| PROBLEM TO WORK ON |
The entire set of lines below should be copied exactly.

| DATA IN THIS EXERCISE |

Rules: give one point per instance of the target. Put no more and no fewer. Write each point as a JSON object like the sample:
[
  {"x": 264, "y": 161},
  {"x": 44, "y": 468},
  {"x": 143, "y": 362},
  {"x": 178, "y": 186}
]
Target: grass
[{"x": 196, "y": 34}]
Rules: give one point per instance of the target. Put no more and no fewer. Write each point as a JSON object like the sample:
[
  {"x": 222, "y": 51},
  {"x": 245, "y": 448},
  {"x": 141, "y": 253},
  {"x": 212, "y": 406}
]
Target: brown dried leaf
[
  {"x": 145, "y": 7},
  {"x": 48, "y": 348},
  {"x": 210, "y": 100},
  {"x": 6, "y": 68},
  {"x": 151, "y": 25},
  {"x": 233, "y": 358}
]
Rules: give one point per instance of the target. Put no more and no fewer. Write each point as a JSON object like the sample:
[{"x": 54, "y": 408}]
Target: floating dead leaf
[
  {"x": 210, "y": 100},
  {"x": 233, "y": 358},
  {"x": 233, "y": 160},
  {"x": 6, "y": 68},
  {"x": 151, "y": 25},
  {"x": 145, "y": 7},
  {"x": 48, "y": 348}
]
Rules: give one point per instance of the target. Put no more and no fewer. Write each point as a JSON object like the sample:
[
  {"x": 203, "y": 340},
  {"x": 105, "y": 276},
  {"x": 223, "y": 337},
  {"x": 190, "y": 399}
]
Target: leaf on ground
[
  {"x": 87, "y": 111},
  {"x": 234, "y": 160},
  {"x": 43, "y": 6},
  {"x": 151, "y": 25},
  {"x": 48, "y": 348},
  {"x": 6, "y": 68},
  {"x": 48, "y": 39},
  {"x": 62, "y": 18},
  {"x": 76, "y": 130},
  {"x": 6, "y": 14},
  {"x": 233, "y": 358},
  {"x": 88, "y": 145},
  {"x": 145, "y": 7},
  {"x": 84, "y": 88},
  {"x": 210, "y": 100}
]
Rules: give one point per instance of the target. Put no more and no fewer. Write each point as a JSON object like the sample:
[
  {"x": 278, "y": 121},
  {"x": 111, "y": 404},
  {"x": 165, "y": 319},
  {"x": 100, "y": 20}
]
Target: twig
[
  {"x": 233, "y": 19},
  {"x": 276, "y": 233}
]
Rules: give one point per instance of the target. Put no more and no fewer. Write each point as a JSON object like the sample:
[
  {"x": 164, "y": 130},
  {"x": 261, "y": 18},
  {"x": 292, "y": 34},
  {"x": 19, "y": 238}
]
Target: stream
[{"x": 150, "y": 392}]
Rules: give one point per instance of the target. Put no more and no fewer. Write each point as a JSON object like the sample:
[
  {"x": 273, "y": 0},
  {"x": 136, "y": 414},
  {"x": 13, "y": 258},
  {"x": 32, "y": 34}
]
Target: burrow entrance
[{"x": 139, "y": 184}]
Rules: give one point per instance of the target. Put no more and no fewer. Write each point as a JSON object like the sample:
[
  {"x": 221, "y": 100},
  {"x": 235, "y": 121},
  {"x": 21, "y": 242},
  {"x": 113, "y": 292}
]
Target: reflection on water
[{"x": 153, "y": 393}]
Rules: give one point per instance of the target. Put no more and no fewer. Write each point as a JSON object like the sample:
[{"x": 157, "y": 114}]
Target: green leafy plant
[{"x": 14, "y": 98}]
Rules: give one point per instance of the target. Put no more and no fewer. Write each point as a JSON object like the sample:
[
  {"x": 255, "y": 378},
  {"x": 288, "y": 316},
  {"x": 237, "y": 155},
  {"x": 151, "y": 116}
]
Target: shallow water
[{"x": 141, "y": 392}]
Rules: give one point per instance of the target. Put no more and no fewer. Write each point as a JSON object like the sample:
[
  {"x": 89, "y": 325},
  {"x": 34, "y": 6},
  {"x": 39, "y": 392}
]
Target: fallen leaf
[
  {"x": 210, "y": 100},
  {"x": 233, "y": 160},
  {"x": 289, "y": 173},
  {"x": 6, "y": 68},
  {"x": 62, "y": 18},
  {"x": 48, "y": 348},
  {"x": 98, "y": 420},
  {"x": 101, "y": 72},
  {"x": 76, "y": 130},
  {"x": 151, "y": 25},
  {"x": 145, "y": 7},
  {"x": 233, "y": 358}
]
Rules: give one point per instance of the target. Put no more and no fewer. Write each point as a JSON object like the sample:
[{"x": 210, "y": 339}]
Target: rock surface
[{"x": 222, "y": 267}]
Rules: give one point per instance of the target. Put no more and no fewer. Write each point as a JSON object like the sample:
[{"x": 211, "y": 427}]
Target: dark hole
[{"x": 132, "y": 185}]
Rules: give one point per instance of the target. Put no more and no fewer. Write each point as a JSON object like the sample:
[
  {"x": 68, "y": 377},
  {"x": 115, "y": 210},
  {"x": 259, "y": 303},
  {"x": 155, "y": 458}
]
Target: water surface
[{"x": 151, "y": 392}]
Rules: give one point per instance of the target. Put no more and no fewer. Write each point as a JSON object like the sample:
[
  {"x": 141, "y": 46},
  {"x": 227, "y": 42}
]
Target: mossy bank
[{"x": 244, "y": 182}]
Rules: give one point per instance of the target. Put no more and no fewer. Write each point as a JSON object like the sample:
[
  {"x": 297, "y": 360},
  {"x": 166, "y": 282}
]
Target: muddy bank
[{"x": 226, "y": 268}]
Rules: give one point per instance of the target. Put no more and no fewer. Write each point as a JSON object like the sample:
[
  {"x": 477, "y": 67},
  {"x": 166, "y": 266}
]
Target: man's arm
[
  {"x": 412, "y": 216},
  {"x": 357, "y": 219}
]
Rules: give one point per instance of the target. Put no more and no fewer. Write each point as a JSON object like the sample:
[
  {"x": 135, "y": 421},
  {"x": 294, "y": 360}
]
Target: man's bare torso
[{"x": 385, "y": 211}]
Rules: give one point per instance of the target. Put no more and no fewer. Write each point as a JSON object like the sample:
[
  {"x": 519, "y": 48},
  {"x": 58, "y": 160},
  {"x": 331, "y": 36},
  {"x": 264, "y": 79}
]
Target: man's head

| TASK SOLUTION |
Rules: give one point per instance of the target. Put no more and no fewer. Write each point as a JSON object like the sample:
[
  {"x": 264, "y": 161},
  {"x": 44, "y": 468},
  {"x": 143, "y": 362},
  {"x": 178, "y": 186}
]
Target: grass
[{"x": 196, "y": 34}]
Rules: give one point per instance of the target. Put no more and no fewer. Write each point as a JSON object like the sample:
[
  {"x": 222, "y": 51},
  {"x": 245, "y": 448},
  {"x": 141, "y": 253},
  {"x": 212, "y": 406}
]
Target: brown dried leaf
[
  {"x": 145, "y": 7},
  {"x": 48, "y": 348},
  {"x": 210, "y": 100},
  {"x": 6, "y": 68},
  {"x": 151, "y": 25},
  {"x": 233, "y": 358}
]
Rules: give one point per instance of the target. Put no more and no fewer. Write each point as a JSON object like the sample:
[{"x": 54, "y": 408}]
Target: floating dead leaf
[
  {"x": 210, "y": 100},
  {"x": 233, "y": 358},
  {"x": 233, "y": 160},
  {"x": 6, "y": 68},
  {"x": 151, "y": 25},
  {"x": 145, "y": 7},
  {"x": 48, "y": 348}
]
Rules: give one point per instance of the target. Put no more and no fewer. Write each point as a JSON object like the sample:
[
  {"x": 203, "y": 340},
  {"x": 105, "y": 276},
  {"x": 223, "y": 337},
  {"x": 190, "y": 399}
]
Target: leaf on ground
[
  {"x": 87, "y": 111},
  {"x": 234, "y": 160},
  {"x": 43, "y": 6},
  {"x": 151, "y": 25},
  {"x": 48, "y": 348},
  {"x": 6, "y": 68},
  {"x": 48, "y": 39},
  {"x": 62, "y": 18},
  {"x": 76, "y": 130},
  {"x": 6, "y": 14},
  {"x": 233, "y": 358},
  {"x": 88, "y": 145},
  {"x": 145, "y": 7},
  {"x": 84, "y": 88},
  {"x": 210, "y": 100}
]
Rules: give one point per instance of the target. Put no more and no fewer. Write each point as a JSON object like the sample:
[
  {"x": 278, "y": 121},
  {"x": 111, "y": 404},
  {"x": 165, "y": 319},
  {"x": 100, "y": 20}
]
Target: twig
[
  {"x": 233, "y": 19},
  {"x": 276, "y": 233}
]
Rules: give one point per instance of the target. Put no more and no fewer. Write each point as a JSON object like the sample:
[
  {"x": 164, "y": 130},
  {"x": 261, "y": 18},
  {"x": 292, "y": 34},
  {"x": 19, "y": 238}
]
Target: stream
[{"x": 150, "y": 392}]
Rules: give one point per instance of the target. Put no more and no fewer. Write each point as a JSON object like the sample:
[
  {"x": 273, "y": 0},
  {"x": 136, "y": 414},
  {"x": 13, "y": 258},
  {"x": 32, "y": 34}
]
Target: burrow entrance
[{"x": 139, "y": 184}]
Rules: give one point per instance of the target. Put no more and no fewer. Write each point as a JSON object like the sample:
[
  {"x": 221, "y": 100},
  {"x": 235, "y": 121},
  {"x": 21, "y": 242},
  {"x": 113, "y": 292}
]
Target: reflection on water
[{"x": 153, "y": 393}]
Rules: give one point per instance of the target. Put no more and no fewer. Write each point as a JSON object like the sample:
[{"x": 157, "y": 114}]
Target: green leafy plant
[{"x": 14, "y": 98}]
Rules: give one point per instance of the target. Put no more and no fewer. Write each point as a JSON object like the sample:
[
  {"x": 255, "y": 378},
  {"x": 288, "y": 316},
  {"x": 237, "y": 155},
  {"x": 151, "y": 116}
]
Target: shallow water
[{"x": 141, "y": 392}]
Rules: give one point per instance of the target. Put no more and no fewer. Write each point as a JSON object like the sample:
[
  {"x": 89, "y": 325},
  {"x": 34, "y": 6},
  {"x": 39, "y": 392}
]
Target: fallen leaf
[
  {"x": 210, "y": 100},
  {"x": 233, "y": 160},
  {"x": 289, "y": 173},
  {"x": 6, "y": 68},
  {"x": 62, "y": 18},
  {"x": 48, "y": 348},
  {"x": 98, "y": 420},
  {"x": 101, "y": 72},
  {"x": 76, "y": 130},
  {"x": 151, "y": 25},
  {"x": 145, "y": 7},
  {"x": 233, "y": 358}
]
Rules: give one point per instance of the target. Put no more and no fewer. Write each point as a JSON object like the sample:
[{"x": 210, "y": 339}]
Target: rock surface
[{"x": 222, "y": 267}]
Rules: give one point per instance of the target. Put no more and no fewer. Write each point as a JSON object like the sample:
[{"x": 211, "y": 427}]
Target: dark hole
[{"x": 132, "y": 185}]
Rules: give one point per instance of the target. Put no more and no fewer. Write each point as a JSON object like the sample:
[
  {"x": 68, "y": 377},
  {"x": 115, "y": 210},
  {"x": 259, "y": 303},
  {"x": 155, "y": 458}
]
Target: water surface
[{"x": 151, "y": 392}]
Rules: give one point per instance of the target. Put no more and no fewer. Write each point as a JSON object like the sample:
[
  {"x": 141, "y": 46},
  {"x": 227, "y": 42}
]
Target: mossy bank
[{"x": 244, "y": 182}]
Rules: give one point per instance of the target. Put no more and no fewer. Write each point as a JSON object like the sample:
[
  {"x": 297, "y": 360},
  {"x": 166, "y": 282}
]
Target: muddy bank
[{"x": 226, "y": 268}]
Rules: give one point per instance of the target. Put no more and no fewer. Write each point as a JSON object like the sample:
[
  {"x": 477, "y": 67},
  {"x": 166, "y": 266}
]
Target: man's arm
[
  {"x": 412, "y": 216},
  {"x": 357, "y": 219}
]
Rules: give one point per instance of the target. Put no more and no fewer. Write each point as a JSON object like the sample:
[
  {"x": 135, "y": 421},
  {"x": 294, "y": 360}
]
Target: man's bare torso
[{"x": 385, "y": 211}]
Rules: give one point per instance of the target. Put no more and no fewer. Write each point as a JSON object like the sample:
[
  {"x": 519, "y": 48},
  {"x": 58, "y": 160},
  {"x": 331, "y": 36},
  {"x": 264, "y": 79}
]
Target: man's head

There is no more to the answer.